GIVEN ENTRIES
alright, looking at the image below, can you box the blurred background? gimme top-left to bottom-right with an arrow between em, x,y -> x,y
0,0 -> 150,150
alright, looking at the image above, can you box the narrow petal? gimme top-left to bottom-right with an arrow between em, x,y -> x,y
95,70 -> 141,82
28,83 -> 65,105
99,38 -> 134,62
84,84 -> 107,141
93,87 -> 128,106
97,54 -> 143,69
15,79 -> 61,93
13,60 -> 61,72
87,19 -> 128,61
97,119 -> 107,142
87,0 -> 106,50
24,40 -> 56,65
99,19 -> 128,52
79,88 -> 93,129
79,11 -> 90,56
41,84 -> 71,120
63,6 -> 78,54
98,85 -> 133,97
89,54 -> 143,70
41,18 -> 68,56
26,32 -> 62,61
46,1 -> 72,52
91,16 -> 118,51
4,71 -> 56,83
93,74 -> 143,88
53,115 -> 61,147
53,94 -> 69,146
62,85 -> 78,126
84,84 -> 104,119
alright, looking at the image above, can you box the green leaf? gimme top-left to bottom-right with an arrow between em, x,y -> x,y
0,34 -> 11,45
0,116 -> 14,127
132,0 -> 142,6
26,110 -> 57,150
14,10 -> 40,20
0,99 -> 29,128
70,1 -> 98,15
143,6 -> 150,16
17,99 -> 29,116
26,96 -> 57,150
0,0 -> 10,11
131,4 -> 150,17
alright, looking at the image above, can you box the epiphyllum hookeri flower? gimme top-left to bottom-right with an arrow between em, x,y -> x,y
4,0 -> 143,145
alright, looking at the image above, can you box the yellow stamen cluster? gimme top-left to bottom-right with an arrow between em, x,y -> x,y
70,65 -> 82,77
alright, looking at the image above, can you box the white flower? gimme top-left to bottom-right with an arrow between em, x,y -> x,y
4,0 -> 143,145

TRY IT
Output only a verbatim copy of the lines spanning from the line that contains "alright, looking at the image above, can you box the green" to the end of the records above.

OUTPUT FOR THIS EXERCISE
alright, looking at the image above, can you box the green leaf? gimme top-left to bottom-right with an arrow between em, x,y -> x,y
0,34 -> 11,45
0,116 -> 14,127
132,0 -> 142,6
26,110 -> 57,150
14,10 -> 40,20
0,99 -> 29,128
70,1 -> 98,15
143,6 -> 150,16
17,99 -> 29,116
26,96 -> 57,150
0,0 -> 10,11
131,4 -> 150,17
alright, looking at the image above, can you box the epiphyllum hookeri flower? gimme top-left to bottom-right with an arrow between em, x,y -> x,y
4,0 -> 143,145
alright, looking at the image above, can you box the yellow stamen cluster? gimme top-left to bottom-right with an arrow between em, x,y -> x,y
70,65 -> 82,77
alright, looking at the image above, can you box the white flower? gimme top-left to bottom-right with an arrow between em, x,y -> x,y
4,0 -> 143,145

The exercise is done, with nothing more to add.